Data listing
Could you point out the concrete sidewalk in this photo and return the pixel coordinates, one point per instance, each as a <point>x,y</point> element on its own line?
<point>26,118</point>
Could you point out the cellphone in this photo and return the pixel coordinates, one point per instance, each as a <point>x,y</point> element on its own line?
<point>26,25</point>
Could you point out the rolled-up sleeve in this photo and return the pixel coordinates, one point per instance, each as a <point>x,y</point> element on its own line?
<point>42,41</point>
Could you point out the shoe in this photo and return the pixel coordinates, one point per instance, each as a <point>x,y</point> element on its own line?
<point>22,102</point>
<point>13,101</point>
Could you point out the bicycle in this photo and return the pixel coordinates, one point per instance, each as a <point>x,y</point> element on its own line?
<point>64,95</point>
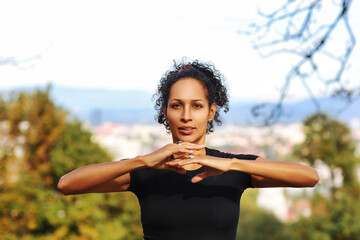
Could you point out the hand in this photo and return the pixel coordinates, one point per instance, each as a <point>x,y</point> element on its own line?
<point>213,166</point>
<point>160,157</point>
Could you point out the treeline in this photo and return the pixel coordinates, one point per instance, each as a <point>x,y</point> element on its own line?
<point>39,143</point>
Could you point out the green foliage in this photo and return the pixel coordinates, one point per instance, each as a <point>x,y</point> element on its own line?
<point>335,216</point>
<point>329,140</point>
<point>37,147</point>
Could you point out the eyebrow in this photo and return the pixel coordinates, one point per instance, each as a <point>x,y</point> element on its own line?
<point>193,100</point>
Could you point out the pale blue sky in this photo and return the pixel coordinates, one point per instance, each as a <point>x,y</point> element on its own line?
<point>130,44</point>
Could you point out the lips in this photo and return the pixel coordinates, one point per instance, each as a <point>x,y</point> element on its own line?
<point>186,130</point>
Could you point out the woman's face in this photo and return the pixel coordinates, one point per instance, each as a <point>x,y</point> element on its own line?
<point>188,111</point>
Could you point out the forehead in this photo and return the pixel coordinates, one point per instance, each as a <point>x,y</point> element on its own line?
<point>188,88</point>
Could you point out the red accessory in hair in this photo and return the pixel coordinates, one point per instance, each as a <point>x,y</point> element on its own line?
<point>186,67</point>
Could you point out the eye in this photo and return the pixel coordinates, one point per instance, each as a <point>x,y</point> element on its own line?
<point>175,105</point>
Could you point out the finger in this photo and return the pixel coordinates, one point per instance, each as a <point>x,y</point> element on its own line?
<point>182,162</point>
<point>200,177</point>
<point>176,169</point>
<point>193,146</point>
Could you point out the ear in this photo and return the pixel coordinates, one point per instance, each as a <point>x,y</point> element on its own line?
<point>164,111</point>
<point>212,111</point>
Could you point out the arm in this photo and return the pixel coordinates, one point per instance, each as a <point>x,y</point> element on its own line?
<point>103,177</point>
<point>264,173</point>
<point>115,176</point>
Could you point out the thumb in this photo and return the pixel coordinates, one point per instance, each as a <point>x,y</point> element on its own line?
<point>176,169</point>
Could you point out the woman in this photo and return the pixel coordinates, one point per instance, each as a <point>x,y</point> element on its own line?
<point>185,190</point>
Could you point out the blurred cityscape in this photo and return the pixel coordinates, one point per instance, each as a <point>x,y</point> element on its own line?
<point>275,142</point>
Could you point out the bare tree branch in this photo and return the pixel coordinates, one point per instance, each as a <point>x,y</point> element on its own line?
<point>306,37</point>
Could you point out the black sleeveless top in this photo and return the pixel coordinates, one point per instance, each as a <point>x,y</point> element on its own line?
<point>172,207</point>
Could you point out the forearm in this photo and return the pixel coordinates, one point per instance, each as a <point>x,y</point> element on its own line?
<point>90,176</point>
<point>277,173</point>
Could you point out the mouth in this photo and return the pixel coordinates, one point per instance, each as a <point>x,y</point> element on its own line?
<point>186,130</point>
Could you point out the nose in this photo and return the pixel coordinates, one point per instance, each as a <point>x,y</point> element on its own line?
<point>186,114</point>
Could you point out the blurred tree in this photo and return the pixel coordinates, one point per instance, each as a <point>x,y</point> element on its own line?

* _REQUIREMENTS_
Output every line of the entries above as a Markdown table with the columns "No." and "Line", where "No." numbers the rows and "Line" holds the text. Skip blank lines and leave the pictures out of the table.

* _EXPECTED OUTPUT_
| No. | Line |
|---|---|
| 1 | Could you point out the concrete sidewalk in this photo and return the pixel coordinates, one point per instance, each as a <point>x,y</point> element on its own line? |
| 2 | <point>26,118</point> |
| 3 | Could you point out the cellphone in this photo and return the pixel coordinates, one point per instance, each as a <point>x,y</point> element on its own line? |
| 4 | <point>26,25</point> |
| 5 | Could you point out the rolled-up sleeve in this photo and return the pixel coordinates, one point per instance, each as a <point>x,y</point> element on its own line? |
| 6 | <point>42,41</point> |
| 7 | Could you point out the shoe in this photo and return the pixel coordinates, one point per instance, each as a <point>x,y</point> element on its own line? |
| 8 | <point>22,102</point> |
| 9 | <point>13,101</point> |
| 10 | Could you point out the bicycle in this photo and return the pixel coordinates, one point per instance, each as a <point>x,y</point> element on its own line? |
| 11 | <point>64,95</point> |
| 12 | Could you point out the hand in this photo and return the pixel coordinates, one point per instance, each as a <point>x,y</point> element on its own line? |
| 13 | <point>213,166</point> |
| 14 | <point>160,157</point> |
| 15 | Could you point out the treeline in this photo and return the pixel coordinates, one point per instance, each as a <point>x,y</point> element on its own line? |
| 16 | <point>39,143</point> |
| 17 | Could you point out the green foliage in this photo and return the pixel coordinates, one point per instance, each as a <point>x,y</point> element on its own line? |
| 18 | <point>335,216</point> |
| 19 | <point>329,140</point> |
| 20 | <point>37,147</point> |
| 21 | Could you point out the eyebrow in this photo and return the pixel coordinates, one point per instance, each as a <point>x,y</point> element on its own line? |
| 22 | <point>193,100</point> |
| 23 | Could you point out the pale blue sky in this photo and return the pixel coordinates, one point per instance, each as a <point>x,y</point> element on its own line? |
| 24 | <point>130,44</point> |
| 25 | Could you point out the lips in this photo and return the pixel coordinates, one point per instance, each as a <point>x,y</point> element on its own line? |
| 26 | <point>186,130</point> |
| 27 | Could you point out the woman's face in this photo and return the pixel coordinates, one point per instance, each as a <point>x,y</point> element on its own line? |
| 28 | <point>188,111</point> |
| 29 | Could you point out the forehead in this photo and return the pixel coordinates, one point per instance, each as a <point>x,y</point> element on its own line? |
| 30 | <point>188,88</point> |
| 31 | Could you point out the red accessory in hair in this photo and return the pixel coordinates, one point per instance, each as a <point>x,y</point> element on its own line? |
| 32 | <point>186,67</point> |
| 33 | Could you point out the eye in this photo and return the pixel coordinates, one point per instance, each as a <point>x,y</point> element on its own line? |
| 34 | <point>175,105</point> |
| 35 | Could you point out the finger in this photo and return the pixel coordinates, one point per instance, each as a <point>x,y</point> element on its own line? |
| 36 | <point>182,162</point> |
| 37 | <point>200,177</point> |
| 38 | <point>176,169</point> |
| 39 | <point>193,146</point> |
| 40 | Could you point out the ear in this photo and return the pixel coordinates, one point per instance, each as a <point>x,y</point> element on its own line? |
| 41 | <point>164,111</point> |
| 42 | <point>212,111</point> |
| 43 | Could you point out the arm in this photo and return the pixel coordinates, one point per instance, each as a <point>x,y</point> element on its own line? |
| 44 | <point>103,177</point> |
| 45 | <point>264,173</point> |
| 46 | <point>115,176</point> |
| 47 | Could you point out the thumb in this photo and return the pixel coordinates, one point per instance, each as a <point>x,y</point> element on its own line? |
| 48 | <point>176,169</point> |
| 49 | Could you point out the woman in this photo and return the pixel coordinates, one point per instance, each as a <point>x,y</point> element on its own line? |
| 50 | <point>185,190</point> |
| 51 | Could you point out the blurred cityscape in this photo and return the pixel coordinates, one point per instance, each as a <point>x,y</point> element on its own line? |
| 52 | <point>275,142</point> |
| 53 | Could you point out the bare tree branch in this photo and return the pixel coordinates, one point per instance, each as a <point>x,y</point> element on its own line? |
| 54 | <point>306,37</point> |
| 55 | Could you point out the black sleeveless top in this photo and return the pixel coordinates, one point per instance, each as a <point>x,y</point> element on its own line? |
| 56 | <point>172,207</point> |
| 57 | Could you point out the forearm in this photo and return the pixel coordinates, one point per instance, each as a <point>x,y</point> element on its own line? |
| 58 | <point>90,176</point> |
| 59 | <point>277,173</point> |
| 60 | Could you point out the mouth in this photo and return the pixel coordinates, one point per instance, each as a <point>x,y</point> element on its own line? |
| 61 | <point>186,130</point> |
| 62 | Could you point out the nose in this photo and return the pixel coordinates, one point per instance, each as a <point>x,y</point> element on its own line? |
| 63 | <point>186,114</point> |
| 64 | Could you point out the blurred tree in this photo and return the pixel coordinates, one point per instance, each as a <point>x,y</point> element on its own line? |